== BRIEF ==
Omitting all images, give the entries that follow again exactly as they read.

== MATERIAL FOR THE TASK ==
━━━━━━
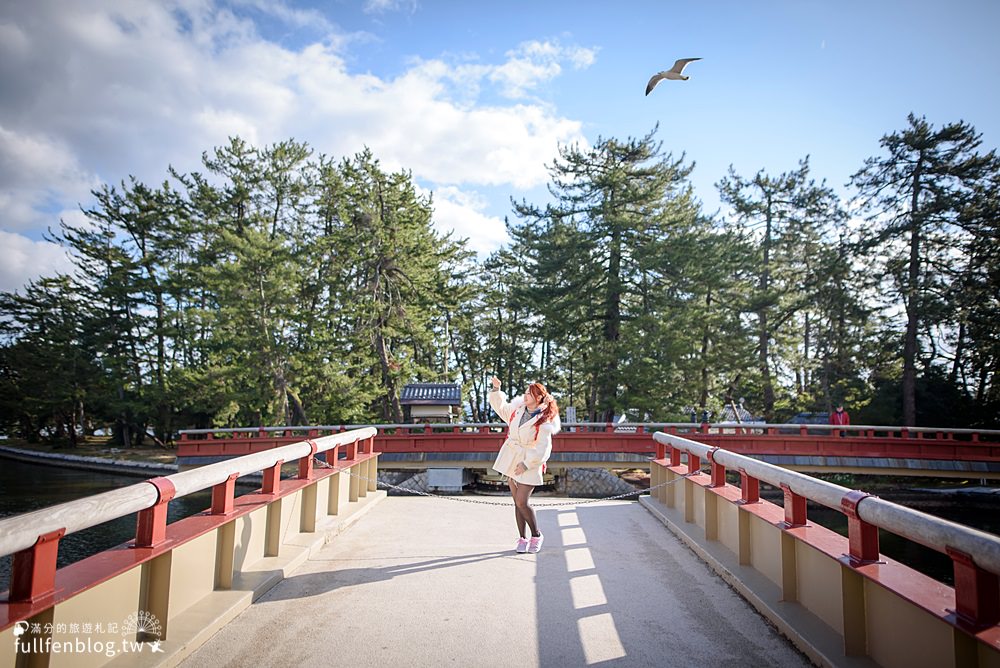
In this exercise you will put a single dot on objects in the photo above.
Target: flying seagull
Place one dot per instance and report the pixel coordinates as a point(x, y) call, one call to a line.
point(673, 73)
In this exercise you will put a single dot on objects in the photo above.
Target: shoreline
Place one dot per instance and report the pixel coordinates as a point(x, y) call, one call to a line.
point(119, 466)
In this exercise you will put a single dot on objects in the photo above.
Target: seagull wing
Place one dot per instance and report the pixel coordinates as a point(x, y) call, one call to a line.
point(654, 80)
point(681, 64)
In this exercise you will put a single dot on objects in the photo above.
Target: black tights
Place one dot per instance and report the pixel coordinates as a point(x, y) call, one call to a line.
point(523, 513)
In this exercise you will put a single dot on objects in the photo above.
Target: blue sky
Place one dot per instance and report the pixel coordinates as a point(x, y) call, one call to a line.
point(474, 98)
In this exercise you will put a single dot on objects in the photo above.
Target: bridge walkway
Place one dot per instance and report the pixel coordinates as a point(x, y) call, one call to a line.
point(432, 582)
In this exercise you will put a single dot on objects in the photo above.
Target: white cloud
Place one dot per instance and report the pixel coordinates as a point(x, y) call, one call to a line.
point(300, 18)
point(22, 260)
point(534, 63)
point(37, 173)
point(386, 6)
point(462, 212)
point(98, 91)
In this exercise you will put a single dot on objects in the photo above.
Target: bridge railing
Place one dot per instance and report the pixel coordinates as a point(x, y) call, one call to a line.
point(170, 567)
point(764, 429)
point(746, 525)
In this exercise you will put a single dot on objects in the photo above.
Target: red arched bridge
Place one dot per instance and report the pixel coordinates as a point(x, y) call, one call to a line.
point(917, 451)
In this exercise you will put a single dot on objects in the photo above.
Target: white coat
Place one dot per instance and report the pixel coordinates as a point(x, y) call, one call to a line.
point(521, 444)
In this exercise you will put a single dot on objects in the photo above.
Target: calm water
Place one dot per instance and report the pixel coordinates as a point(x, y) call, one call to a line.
point(26, 487)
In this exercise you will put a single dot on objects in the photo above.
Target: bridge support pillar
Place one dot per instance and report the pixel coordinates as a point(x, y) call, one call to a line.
━━━━━━
== RESULT OF THE TASK ==
In this exercise you will put a single dot on objects in the photo above.
Target: flying seagull
Place one dot per instance and report the pixel coordinates as a point(x, y) call, one call to a line.
point(673, 73)
In this exercise you will put a single dot on objects in the photo above.
Target: shoreline
Place one dot per instance and report the pixel coordinates as a point(x, y) call, one call to a line.
point(119, 466)
In this exercise you will put a single dot on objects in the photo above.
Target: seagull wing
Place one dot per instance and report the pixel coordinates as a point(x, y) call, one call to a line.
point(654, 80)
point(681, 64)
In this exercise you will put a single dot on objects in the photo above.
Target: black tights
Place one dot per instance and report the pixel coordinates as a point(x, y) call, one call to a line.
point(523, 513)
In this exercise you will put a single dot on objects in the photo above.
Target: blue sky
Place one dot per instance and report the pixel coordinates as a point(x, y) call, one call to a line.
point(474, 98)
In this exercise you will put a single dot on objects in the photo above.
Target: bridge walkway
Place one dot per instance and report the pixel coordinates as a point(x, y) call, one call to a line.
point(432, 582)
In this exercise you will put a single dot on objects in the photo above.
Target: white cloud
Place one dot per instance and report the pixel coordinates as a point(x, y) call, one call to a line.
point(300, 18)
point(22, 260)
point(534, 63)
point(37, 173)
point(386, 6)
point(462, 212)
point(98, 91)
In this exercise you will put a single dot on objects in the photo above.
Target: bridge railing
Place one dot per instance and report the pixel coordinates as a point(x, y) call, one call to a line.
point(170, 567)
point(764, 429)
point(746, 525)
In this exercise you will put a single dot on objects in the photo above.
Target: red arched bridge
Place one dot per instance and report the pixel coordinates as a point(x, y) call, one call to a line.
point(917, 451)
In this exercise you will put a single dot on objects in the photo above.
Target: white coat
Place one dot per instance and report the pixel coordinates as a point(x, y) call, one call to a line.
point(521, 444)
In this exercise you will put a single dot on objects in the photo above.
Target: calm water
Place one dot per instance and report the pixel coordinates as a point(x, y) call, one call to a line.
point(26, 487)
In this exercise you will put a single dot on objects in the photo above.
Target: bridge support pillar
Place one dot per instance and report the pixel coordinates as a point(x, y) call, one call to a line.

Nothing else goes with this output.